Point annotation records
■ ■ ■ ■ ■ ■ ■
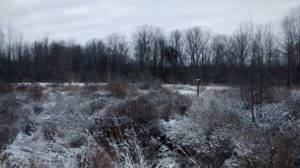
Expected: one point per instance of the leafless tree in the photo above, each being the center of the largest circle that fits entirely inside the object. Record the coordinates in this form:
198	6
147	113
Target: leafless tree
196	41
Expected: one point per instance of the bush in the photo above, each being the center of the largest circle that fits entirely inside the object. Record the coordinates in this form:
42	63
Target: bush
49	132
22	88
71	88
6	87
138	109
36	92
8	119
119	88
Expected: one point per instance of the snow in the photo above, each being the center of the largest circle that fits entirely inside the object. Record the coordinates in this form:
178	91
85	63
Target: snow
60	135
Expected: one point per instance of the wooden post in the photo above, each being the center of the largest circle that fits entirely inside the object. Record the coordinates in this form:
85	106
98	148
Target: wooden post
198	86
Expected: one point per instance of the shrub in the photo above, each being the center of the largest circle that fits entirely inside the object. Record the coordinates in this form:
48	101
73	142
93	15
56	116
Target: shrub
138	109
49	132
36	92
119	88
22	88
71	88
8	119
6	87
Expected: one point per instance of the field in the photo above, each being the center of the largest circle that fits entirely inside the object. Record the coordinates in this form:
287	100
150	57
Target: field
139	126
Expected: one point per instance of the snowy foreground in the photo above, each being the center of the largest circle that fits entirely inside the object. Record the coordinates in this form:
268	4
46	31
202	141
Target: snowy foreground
96	125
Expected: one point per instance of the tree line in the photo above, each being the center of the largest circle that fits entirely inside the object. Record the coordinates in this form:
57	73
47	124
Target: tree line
253	53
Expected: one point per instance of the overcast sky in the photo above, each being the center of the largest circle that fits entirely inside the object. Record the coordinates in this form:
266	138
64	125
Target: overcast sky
85	19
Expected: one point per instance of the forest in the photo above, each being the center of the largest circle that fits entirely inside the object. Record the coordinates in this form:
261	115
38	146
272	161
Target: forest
186	98
253	52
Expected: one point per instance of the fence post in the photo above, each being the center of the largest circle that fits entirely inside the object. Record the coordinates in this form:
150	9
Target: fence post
198	86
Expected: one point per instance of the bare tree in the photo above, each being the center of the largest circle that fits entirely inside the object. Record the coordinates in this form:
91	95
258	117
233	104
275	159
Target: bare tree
196	41
291	45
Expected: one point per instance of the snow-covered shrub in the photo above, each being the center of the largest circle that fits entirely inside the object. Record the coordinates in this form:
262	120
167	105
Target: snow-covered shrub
118	88
36	92
6	87
9	105
22	88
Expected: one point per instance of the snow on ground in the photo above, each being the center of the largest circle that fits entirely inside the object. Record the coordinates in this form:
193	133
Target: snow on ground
58	123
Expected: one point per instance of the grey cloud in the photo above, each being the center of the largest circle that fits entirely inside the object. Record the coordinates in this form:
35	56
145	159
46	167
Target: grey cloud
84	19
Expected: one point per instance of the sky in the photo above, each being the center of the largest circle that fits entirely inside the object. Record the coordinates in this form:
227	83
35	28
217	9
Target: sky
81	20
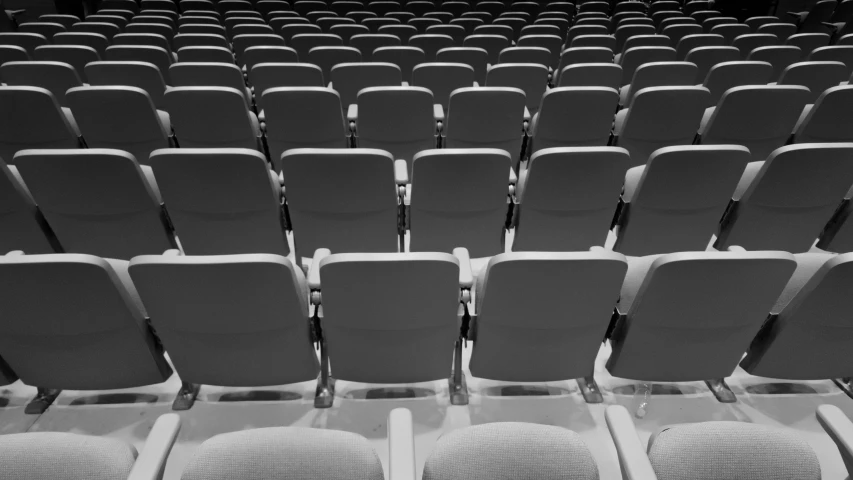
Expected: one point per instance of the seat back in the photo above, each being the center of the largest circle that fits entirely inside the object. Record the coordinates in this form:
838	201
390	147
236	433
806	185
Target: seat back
570	302
695	313
367	339
574	116
186	300
567	197
32	119
333	189
91	335
791	198
134	128
679	199
302	117
760	118
459	199
350	78
486	117
659	117
212	117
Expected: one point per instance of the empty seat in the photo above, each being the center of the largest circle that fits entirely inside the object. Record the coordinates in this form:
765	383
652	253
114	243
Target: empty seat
566	198
659	117
56	77
105	340
135	127
212	117
97	201
816	76
307	117
654	341
33	119
675	201
486	117
459	198
245	215
760	118
570	315
349	78
24	227
361	200
784	202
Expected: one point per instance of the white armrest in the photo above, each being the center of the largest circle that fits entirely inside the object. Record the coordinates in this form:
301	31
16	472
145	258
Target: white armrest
314	271
438	112
839	428
401	445
401	172
152	460
632	456
466	276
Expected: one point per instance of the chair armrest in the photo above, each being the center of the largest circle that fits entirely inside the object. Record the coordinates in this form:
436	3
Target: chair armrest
■ ■ ■ ■ ■ ■ ■
What to do
Reproduce every one of the records with "largest circle" replaced by "biggest circle" wherever it occurs, keeping everything else the same. Omit the pictures from your output.

Output
Expected: one point per instance of the leafless tree in the photo above, each being the center of the biggest circle that fits entirely inside the object. Record the coordinates in this form:
198	6
147	113
Target: leafless tree
196	41
Expected: one point per instance of the bush in the photo above, each being the center of the biggest circle that fits entirely inside the object. Record the coordinates in this form:
42	63
Target: bush
49	132
22	88
71	88
6	87
138	109
36	92
8	119
119	88
Expected: one point per instance of the snow in the photo above, each being the center of the biggest circle that fits entirely inside the object. Record the coordinates in this form:
178	91
85	63
Target: snow
60	135
Expected: one point per instance of the wooden post in the photo above, each being the center of the biggest circle that fits entirely inside the object. Record the coordinates in this form:
85	106
98	148
Target: wooden post
198	86
Expected: one point per instance of the shrub in the photo above, each being the center of the biggest circle that fits entirely inside the object. Record the coordinates in this form:
48	101
73	142
93	15
56	116
Target: shrub
138	109
49	132
36	92
119	88
22	88
71	88
8	119
6	87
Expected: one point per instance of the field in the photo above, each being the center of the biggest circle that fits entirely inside the object. Record the coordinates in this form:
287	100
150	57
Target: field
139	126
Expected: one point per instance of the snowy foreground in the photo above, each being the center of the biggest circle that fits entirely inside the object. Record the coordinates in this form:
268	4
46	31
202	141
Target: snowy foreground
96	125
Expected: one point per instance of the tree line in the photo above, each being the center of the biggest circle that fits entirely inside the object. Record the coordinates in this form:
57	73
47	124
Target: tree line
253	53
Expected: one point per instance of the overcast sky in the photo above, each being the center of the biggest circle that fits entirely inside the object. Record the coordinates in this form:
266	138
64	125
Target: overcast sky
85	19
Expected: one point per instance of the forest in the photo above, each being the center of the biggest circle that fits entirely inside the object. Record the coordinates in this form:
261	115
38	146
272	161
Target: forest
186	98
253	52
Expected: one point per instance of the fence post in the photo above, each being the center of the biggest circle that fits entirely inside the object. Record the coordinates in this form:
150	9
Target: fence post
198	86
Expected: one point per instance of the bare tree in the photo above, each being the center of the biggest circle that fits entirely inside the object. Record the coordinates in this form:
91	95
258	117
233	104
275	159
Target: bare tree
196	41
291	45
Expected: one point per instance of the snow-covered shrub in the photo above, each being the center of the biggest circle that fits entirely inside the object. Record the coordinates in this form:
262	120
167	105
Target: snow-covered shrub
118	88
36	92
6	87
9	105
22	88
Expected: one point per instance of the snow on ground in the photo above, each being the center of the biggest circle that fits entirely inside the object. Record the coordinates in this form:
193	133
Target: snow on ground
58	123
Expected: one point per instance of the grey cloud in the photo above, each being the center of the biggest circle that fits entirely inside the object. Record the coordinates in this form:
35	56
145	159
46	167
Target: grey cloud
84	19
Expected: one point per instance of the sky in the photo above, each being the center of the biggest circle that fits entirely inside the object. Record the coordinates in this form:
227	83
35	28
217	9
Target: sky
81	20
Expected: one point per instance of the seat back in the photo above, each being the center of the biggest circle that fits entirely inside the object. Record the coordinates in this form:
838	201
390	147
236	433
806	185
Target: seat back
570	302
695	313
367	339
574	116
186	300
567	197
32	119
333	189
91	335
791	198
134	128
679	199
302	117
760	118
459	199
350	78
486	117
659	117
212	117
Expected: one point per instance of the empty seat in the photo above, each being the center of the biggest circle that fits entirely inside the object. Record the coordinates in this form:
765	383
652	253
114	243
Target: empty seat
566	198
659	117
56	77
105	340
135	127
212	117
97	201
816	76
307	117
654	341
33	119
675	201
486	117
459	198
245	215
760	118
570	315
349	78
24	227
361	200
784	202
Expected: one point per instance of the white armrest in the photo above, each being the center of the biggest circle that fits entirely inside the object. Record the coordinates in this form:
301	31
16	472
145	258
Target: white armrest
314	271
438	112
839	428
401	445
401	172
152	460
632	456
466	276
Expected: one point per instance of the chair armrest in the photo above, each being the center of the biggest circle that fits entirely inside the object. Record the coordinates in this form:
436	3
Target: chair armrest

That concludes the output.